-------- RECORDS FOR THIS EXERCISE --------

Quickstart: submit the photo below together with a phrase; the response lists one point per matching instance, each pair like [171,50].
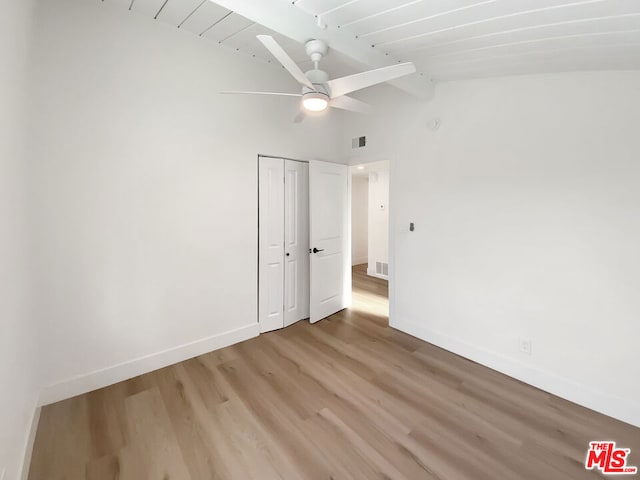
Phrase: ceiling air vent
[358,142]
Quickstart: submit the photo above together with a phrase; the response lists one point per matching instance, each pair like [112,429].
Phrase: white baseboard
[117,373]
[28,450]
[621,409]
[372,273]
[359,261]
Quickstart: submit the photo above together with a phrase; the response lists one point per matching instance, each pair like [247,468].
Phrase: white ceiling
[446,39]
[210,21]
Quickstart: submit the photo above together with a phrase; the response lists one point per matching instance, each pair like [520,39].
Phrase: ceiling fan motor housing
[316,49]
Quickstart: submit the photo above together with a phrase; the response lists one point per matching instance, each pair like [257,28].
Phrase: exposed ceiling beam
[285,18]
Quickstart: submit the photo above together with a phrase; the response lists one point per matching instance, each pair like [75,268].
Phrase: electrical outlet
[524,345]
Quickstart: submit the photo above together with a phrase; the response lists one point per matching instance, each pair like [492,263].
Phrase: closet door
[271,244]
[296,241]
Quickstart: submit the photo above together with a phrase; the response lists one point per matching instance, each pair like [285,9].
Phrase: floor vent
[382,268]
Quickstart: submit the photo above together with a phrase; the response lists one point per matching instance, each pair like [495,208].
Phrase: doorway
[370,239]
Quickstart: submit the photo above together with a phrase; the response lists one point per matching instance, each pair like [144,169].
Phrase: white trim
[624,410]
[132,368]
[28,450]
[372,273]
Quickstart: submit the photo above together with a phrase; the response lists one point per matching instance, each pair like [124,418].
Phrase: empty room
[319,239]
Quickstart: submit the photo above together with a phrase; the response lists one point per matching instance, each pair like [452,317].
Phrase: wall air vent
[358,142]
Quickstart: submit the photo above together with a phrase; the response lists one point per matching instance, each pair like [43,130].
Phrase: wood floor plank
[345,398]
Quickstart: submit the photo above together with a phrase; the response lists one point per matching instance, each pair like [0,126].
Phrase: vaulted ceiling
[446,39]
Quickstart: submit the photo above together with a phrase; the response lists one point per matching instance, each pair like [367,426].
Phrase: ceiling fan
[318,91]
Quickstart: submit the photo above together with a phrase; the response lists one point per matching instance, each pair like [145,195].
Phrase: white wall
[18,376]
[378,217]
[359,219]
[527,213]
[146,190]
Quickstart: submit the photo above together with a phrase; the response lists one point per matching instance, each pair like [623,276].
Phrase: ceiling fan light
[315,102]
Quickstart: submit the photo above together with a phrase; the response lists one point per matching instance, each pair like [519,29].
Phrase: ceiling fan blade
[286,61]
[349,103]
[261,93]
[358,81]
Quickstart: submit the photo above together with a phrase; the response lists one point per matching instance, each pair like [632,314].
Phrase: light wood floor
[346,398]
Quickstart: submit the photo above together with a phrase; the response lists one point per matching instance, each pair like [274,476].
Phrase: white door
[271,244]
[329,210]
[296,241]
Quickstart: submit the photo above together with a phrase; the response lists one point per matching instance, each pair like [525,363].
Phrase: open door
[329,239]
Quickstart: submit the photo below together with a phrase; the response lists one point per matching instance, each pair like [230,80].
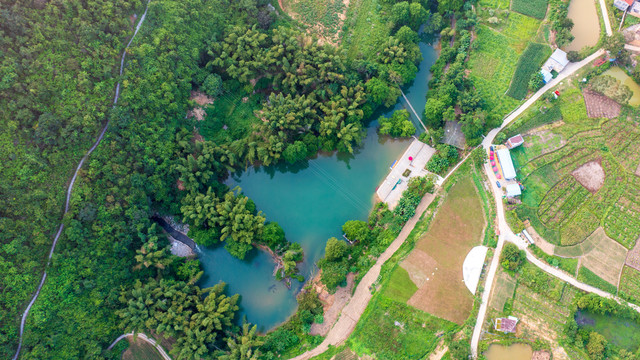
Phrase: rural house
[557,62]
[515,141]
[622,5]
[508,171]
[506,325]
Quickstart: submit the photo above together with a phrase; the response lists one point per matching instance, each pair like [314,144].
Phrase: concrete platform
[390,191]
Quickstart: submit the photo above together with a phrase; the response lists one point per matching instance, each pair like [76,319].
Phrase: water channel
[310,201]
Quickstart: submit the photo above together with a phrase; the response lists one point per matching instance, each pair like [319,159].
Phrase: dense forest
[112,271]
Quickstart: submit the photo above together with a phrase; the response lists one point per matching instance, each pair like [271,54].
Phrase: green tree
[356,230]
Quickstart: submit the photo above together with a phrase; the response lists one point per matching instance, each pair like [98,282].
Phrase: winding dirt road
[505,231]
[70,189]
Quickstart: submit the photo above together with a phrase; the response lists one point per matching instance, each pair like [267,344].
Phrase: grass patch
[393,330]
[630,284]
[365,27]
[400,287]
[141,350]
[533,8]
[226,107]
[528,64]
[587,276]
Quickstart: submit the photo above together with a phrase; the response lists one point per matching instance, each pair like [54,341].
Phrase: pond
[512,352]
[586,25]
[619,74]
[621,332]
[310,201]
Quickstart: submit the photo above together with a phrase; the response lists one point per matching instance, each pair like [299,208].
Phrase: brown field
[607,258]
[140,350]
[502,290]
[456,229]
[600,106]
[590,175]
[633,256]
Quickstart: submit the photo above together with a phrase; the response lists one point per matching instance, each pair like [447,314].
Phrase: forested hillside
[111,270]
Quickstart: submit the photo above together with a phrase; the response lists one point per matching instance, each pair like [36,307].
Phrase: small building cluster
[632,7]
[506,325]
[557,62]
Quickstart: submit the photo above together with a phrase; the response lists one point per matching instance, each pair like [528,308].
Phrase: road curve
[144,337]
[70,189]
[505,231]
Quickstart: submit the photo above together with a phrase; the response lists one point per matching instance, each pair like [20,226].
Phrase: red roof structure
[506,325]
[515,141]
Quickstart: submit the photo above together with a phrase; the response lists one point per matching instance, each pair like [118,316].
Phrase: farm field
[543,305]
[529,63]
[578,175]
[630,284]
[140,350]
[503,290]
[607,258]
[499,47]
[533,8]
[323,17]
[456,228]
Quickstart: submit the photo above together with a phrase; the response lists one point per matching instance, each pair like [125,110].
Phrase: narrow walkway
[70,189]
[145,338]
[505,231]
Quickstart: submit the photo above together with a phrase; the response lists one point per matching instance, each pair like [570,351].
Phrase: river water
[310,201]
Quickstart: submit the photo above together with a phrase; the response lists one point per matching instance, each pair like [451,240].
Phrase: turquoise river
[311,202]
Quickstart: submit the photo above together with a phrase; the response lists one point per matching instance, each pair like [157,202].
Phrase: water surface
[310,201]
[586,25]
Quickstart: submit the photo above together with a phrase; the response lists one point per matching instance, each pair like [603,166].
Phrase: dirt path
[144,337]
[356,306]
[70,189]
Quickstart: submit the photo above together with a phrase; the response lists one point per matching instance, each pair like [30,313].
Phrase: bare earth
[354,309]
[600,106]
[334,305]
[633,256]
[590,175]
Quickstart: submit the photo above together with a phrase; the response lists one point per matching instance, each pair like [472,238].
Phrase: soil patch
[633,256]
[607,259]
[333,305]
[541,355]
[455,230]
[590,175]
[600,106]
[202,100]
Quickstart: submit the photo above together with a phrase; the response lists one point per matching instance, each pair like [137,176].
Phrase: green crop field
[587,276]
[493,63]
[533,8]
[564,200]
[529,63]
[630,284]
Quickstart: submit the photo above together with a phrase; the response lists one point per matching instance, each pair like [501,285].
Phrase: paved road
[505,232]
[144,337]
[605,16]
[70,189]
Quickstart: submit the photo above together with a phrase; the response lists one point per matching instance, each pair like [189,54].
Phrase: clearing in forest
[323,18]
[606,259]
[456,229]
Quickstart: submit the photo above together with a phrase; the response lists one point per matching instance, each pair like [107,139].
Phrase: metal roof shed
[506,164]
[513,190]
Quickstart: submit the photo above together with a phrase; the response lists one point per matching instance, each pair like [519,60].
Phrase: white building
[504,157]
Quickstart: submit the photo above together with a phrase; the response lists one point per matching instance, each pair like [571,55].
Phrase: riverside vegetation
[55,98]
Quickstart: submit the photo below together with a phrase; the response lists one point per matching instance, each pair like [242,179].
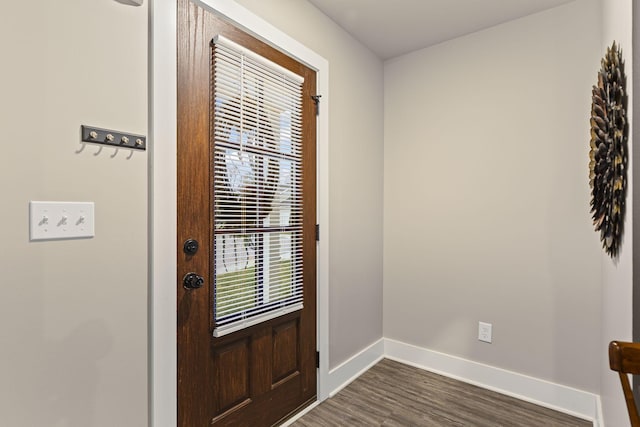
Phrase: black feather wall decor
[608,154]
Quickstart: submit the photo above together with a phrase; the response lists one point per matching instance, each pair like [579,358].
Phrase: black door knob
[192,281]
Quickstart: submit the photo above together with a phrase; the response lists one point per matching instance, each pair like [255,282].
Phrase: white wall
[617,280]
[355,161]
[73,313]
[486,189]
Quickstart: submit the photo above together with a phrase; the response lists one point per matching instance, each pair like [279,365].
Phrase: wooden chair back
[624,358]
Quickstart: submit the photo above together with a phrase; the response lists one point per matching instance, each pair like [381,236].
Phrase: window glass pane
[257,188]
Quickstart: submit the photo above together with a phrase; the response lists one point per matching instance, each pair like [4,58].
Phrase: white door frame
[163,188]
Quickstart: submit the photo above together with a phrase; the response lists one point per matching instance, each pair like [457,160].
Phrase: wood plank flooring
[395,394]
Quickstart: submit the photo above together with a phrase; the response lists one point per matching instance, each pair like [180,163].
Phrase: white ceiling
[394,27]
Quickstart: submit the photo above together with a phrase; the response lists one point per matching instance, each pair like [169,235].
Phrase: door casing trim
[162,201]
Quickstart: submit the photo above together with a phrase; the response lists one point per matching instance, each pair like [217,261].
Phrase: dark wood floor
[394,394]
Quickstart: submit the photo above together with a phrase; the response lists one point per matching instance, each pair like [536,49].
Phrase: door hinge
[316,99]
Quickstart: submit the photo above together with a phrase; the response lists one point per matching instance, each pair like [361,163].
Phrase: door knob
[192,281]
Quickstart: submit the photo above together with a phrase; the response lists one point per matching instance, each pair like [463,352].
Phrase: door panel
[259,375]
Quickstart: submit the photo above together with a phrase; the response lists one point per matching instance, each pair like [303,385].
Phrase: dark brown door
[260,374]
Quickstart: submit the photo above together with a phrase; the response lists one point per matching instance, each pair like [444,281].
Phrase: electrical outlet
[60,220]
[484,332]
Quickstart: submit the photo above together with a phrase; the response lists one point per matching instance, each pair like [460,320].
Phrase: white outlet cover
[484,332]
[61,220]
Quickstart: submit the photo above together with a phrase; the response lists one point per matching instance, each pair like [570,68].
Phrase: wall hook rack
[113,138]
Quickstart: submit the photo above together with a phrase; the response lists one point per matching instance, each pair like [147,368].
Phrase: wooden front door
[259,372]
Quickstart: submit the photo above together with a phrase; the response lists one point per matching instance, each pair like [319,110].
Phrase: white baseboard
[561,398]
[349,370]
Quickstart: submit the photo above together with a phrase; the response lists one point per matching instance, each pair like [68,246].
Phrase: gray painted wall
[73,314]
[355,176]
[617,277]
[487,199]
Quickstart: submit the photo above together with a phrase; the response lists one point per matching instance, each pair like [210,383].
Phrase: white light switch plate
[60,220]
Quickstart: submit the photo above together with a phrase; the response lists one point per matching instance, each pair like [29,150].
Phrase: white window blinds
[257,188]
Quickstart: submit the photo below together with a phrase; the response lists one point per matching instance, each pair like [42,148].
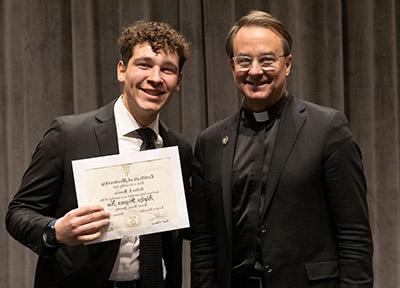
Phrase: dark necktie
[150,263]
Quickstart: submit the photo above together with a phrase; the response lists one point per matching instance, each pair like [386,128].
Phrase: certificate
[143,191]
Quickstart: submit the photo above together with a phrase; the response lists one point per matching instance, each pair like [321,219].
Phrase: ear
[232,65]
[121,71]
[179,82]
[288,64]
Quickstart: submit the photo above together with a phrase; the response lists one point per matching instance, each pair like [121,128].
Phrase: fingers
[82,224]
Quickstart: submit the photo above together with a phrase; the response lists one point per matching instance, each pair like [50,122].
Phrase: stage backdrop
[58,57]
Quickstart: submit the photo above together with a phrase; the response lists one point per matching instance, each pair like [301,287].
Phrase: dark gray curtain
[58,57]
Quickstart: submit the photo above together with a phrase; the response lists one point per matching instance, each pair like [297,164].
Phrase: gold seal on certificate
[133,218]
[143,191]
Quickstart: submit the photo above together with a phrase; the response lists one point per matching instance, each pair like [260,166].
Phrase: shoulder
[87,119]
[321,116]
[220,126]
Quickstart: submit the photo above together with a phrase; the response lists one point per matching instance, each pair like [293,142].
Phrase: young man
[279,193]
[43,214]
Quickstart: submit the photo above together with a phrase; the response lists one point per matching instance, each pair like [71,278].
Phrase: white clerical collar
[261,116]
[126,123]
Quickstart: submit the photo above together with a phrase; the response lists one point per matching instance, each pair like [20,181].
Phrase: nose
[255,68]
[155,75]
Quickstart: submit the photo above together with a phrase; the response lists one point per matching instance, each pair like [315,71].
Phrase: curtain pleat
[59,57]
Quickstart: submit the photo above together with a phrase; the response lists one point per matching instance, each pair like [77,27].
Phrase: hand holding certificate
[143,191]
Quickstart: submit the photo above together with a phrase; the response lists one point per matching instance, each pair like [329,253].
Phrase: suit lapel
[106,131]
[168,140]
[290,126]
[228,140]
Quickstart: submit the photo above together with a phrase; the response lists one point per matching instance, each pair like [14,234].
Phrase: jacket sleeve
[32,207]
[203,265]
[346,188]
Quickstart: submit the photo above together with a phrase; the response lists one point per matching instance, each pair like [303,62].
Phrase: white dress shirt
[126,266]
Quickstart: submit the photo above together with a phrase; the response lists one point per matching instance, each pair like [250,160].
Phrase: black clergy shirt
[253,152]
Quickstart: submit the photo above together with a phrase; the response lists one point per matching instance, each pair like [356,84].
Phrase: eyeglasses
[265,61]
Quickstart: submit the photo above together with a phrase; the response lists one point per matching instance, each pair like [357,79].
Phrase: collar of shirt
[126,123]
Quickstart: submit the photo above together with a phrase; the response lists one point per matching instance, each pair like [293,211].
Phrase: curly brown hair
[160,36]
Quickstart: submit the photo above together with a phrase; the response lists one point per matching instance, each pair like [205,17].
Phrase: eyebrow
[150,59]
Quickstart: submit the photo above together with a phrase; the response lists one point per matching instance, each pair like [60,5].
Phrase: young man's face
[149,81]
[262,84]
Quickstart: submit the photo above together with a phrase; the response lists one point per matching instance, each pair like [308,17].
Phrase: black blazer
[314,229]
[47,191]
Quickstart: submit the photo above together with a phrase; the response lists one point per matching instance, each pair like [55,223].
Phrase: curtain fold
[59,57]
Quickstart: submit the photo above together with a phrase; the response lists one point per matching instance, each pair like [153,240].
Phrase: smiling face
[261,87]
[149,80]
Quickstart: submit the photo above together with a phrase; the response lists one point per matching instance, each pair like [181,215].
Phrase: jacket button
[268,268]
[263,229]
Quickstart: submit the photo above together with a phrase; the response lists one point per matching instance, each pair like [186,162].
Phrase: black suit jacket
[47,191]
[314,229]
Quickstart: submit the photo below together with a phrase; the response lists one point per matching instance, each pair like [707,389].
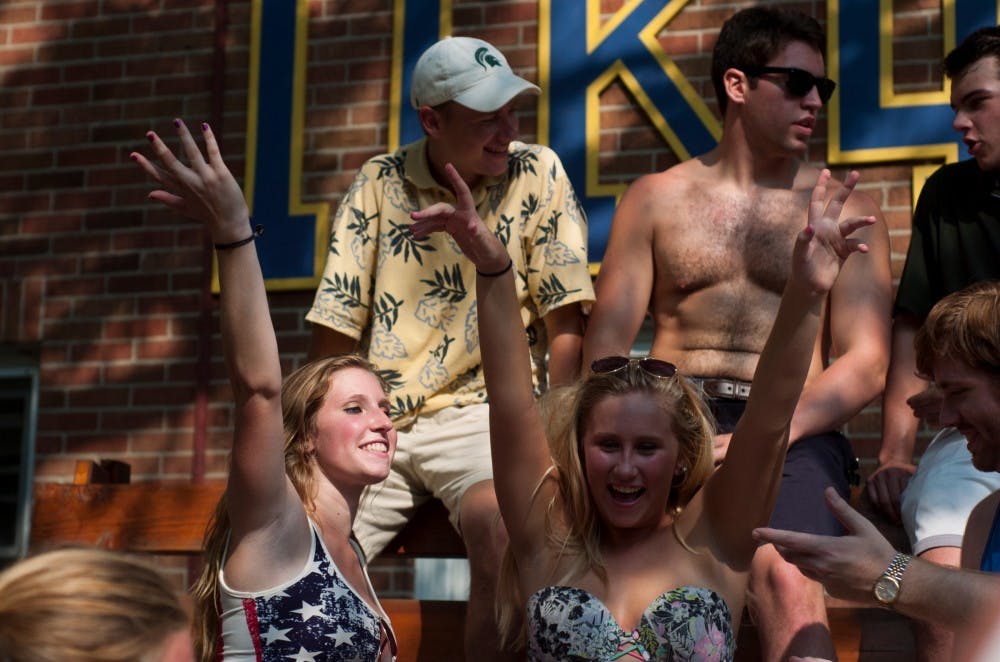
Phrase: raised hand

--------

[GOAL OF THE EXERCISE]:
Rewrite the lines from the one holding "pair like [205,17]." through the end of the listing, both included, putting "coat" in place of "jacket" and changing nothing else. Leave the pictures out.

[ANSWER TO THIS TASK]:
Quickstart: submit the photo above together with a phrase; the response lists one point per matching instance, each pair like [205,17].
Phrase: eyebrow
[150,59]
Quickstart: submit the photo above together with a phrase; the response lists one point per matching instance, each pair like [60,5].
Phrase: young man's face
[149,81]
[262,84]
Quickstart: submit the photo above together with a phrase; the response lists one point per matching instance, each pair like [308,17].
Phrase: black blazer
[314,229]
[47,191]
Quickstart: submit the photo above together with a phrase; the response lists one point per matching instance, each pair like [55,223].
Phrase: curtain fold
[59,57]
Quickstart: submit the photo above together with a phrase; the response lists one point per matching instance, each pair like [153,240].
Phrase: smiling face
[261,87]
[149,80]
Quickstart: submit the photo above together with a phrase; the response lists one point per matching instance, each pair like [181,215].
Phrase: coat button
[268,268]
[263,229]
Quickstart: submit the photo above together with a phrase; the response lists one point per matching instance, each pair like [186,162].
Phrase: black suit coat
[47,191]
[314,229]
Quickstart: submit the photo below together with a phrase; the response lists one point per matching instance, each pair like [707,389].
Phrase: raised hand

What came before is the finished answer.